General practitioners will be incentivised to bulk bill more of their patients through a tripling of the fee they receive for bulk billing, at a cost to the budget of $3.5bn over five years.
This and other spending on health and aged care appears squarely aimed at improving access to primary health care, and taking pressure off more expensive hospitals and residential aged care.
The bulk-billing incentive, targeted at children, pensioners and other commonwealth concession card holders, is likely to be welcomed by GPs and patients alike as it should help arrest the slide in the number of GPs who treat their patients for the amount they get back from Medicare without any out-of-pocket costs.
In 2022-23 only 64% of patients were fully bulk-billed compared to 67% a year earlier.
GPs have warned that the freeze on indexing of Medicare rebates, in place since 2014, had put their practices under enormous pressure, making it increasingly difficult for them to make a living and and bulk-bill patients.
The Australian Medical Association had been lobbying for a lift in Medicare rebates but the tripling of the bulk-billing incentive, which the health minister, Mark Butler, described as “the largest in Medicare’s 40-year history”, will likely go part of the way to improving access for those least able to pay for doctor visits.
The AMA president, Steve Robson, said: “All in all, we are very happy.”
The government said the measure would have immediate benefits for more than 11 million people, with flow-on benefits for all Australians.
════
What share of patients were fully bulk-billed in 2022-23, according to the bulk-billing article? The rows that follow have no connection to the bulk-billing article.
════
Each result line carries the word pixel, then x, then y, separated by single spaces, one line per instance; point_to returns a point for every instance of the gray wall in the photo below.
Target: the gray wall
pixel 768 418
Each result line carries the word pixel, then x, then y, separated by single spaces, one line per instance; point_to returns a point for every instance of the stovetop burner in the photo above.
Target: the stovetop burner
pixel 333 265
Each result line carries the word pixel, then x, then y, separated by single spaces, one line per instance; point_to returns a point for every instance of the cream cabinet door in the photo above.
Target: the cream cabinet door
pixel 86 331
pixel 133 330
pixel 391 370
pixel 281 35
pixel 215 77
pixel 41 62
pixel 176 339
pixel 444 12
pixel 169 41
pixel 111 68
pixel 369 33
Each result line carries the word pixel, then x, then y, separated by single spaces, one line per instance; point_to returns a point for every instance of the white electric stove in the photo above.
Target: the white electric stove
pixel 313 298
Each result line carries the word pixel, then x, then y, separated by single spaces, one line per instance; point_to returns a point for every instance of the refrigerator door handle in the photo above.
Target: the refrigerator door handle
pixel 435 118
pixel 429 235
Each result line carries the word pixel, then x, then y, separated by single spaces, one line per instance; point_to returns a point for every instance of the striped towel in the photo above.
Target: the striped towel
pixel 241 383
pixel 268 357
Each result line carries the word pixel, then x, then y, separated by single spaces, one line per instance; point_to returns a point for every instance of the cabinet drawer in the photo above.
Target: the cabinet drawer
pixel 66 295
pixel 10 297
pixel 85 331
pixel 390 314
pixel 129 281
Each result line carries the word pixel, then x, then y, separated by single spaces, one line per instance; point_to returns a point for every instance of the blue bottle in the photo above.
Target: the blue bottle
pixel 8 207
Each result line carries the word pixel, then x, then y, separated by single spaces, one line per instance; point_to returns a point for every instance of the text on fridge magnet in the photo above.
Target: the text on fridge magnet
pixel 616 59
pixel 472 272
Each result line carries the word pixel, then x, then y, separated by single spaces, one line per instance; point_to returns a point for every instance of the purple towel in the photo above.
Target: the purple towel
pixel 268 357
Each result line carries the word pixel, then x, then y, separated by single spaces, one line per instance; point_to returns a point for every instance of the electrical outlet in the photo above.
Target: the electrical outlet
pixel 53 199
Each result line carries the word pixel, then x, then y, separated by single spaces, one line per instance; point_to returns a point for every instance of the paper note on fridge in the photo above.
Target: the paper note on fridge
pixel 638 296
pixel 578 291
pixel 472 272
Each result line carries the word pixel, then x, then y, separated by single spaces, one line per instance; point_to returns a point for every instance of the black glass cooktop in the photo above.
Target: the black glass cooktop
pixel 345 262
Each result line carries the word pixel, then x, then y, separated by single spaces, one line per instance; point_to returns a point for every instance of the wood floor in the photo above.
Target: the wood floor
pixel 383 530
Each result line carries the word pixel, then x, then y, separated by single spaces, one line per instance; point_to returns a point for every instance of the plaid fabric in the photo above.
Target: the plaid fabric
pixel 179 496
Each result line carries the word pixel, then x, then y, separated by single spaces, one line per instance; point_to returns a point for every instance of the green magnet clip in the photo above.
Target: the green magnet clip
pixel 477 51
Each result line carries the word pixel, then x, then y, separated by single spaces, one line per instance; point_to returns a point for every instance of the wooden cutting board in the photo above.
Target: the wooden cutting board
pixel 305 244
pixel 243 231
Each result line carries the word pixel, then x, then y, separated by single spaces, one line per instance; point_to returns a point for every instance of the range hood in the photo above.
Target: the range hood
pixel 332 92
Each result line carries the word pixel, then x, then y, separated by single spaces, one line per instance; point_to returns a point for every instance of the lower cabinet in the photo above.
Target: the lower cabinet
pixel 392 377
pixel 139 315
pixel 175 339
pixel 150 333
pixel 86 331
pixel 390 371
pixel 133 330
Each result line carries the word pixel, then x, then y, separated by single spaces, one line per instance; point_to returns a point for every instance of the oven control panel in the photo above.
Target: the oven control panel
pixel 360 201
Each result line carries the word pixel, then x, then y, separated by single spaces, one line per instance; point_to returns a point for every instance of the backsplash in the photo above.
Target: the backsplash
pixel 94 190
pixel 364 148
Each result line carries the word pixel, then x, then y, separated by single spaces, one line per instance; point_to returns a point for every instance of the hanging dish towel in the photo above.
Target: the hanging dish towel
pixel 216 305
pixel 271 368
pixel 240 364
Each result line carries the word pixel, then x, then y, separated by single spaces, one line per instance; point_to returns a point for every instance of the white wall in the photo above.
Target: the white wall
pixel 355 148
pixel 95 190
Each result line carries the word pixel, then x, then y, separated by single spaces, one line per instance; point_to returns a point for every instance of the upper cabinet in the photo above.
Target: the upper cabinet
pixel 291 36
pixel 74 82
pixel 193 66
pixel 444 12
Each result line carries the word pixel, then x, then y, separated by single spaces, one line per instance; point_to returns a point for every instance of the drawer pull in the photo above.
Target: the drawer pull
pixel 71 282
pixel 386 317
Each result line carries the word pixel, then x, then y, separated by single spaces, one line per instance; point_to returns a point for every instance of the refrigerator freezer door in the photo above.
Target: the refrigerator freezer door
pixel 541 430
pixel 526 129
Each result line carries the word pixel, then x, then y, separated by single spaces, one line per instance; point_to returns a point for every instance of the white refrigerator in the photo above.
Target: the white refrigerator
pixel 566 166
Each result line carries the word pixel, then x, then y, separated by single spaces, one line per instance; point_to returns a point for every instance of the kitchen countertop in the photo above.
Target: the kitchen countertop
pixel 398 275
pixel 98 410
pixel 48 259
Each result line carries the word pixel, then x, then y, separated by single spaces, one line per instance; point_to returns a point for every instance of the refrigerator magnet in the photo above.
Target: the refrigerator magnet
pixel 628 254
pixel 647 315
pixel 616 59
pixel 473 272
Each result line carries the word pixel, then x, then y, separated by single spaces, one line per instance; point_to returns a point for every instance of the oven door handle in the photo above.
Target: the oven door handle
════
** FINISHED EXERCISE **
Only 64% of patients were fully bulk-billed in 2022-23.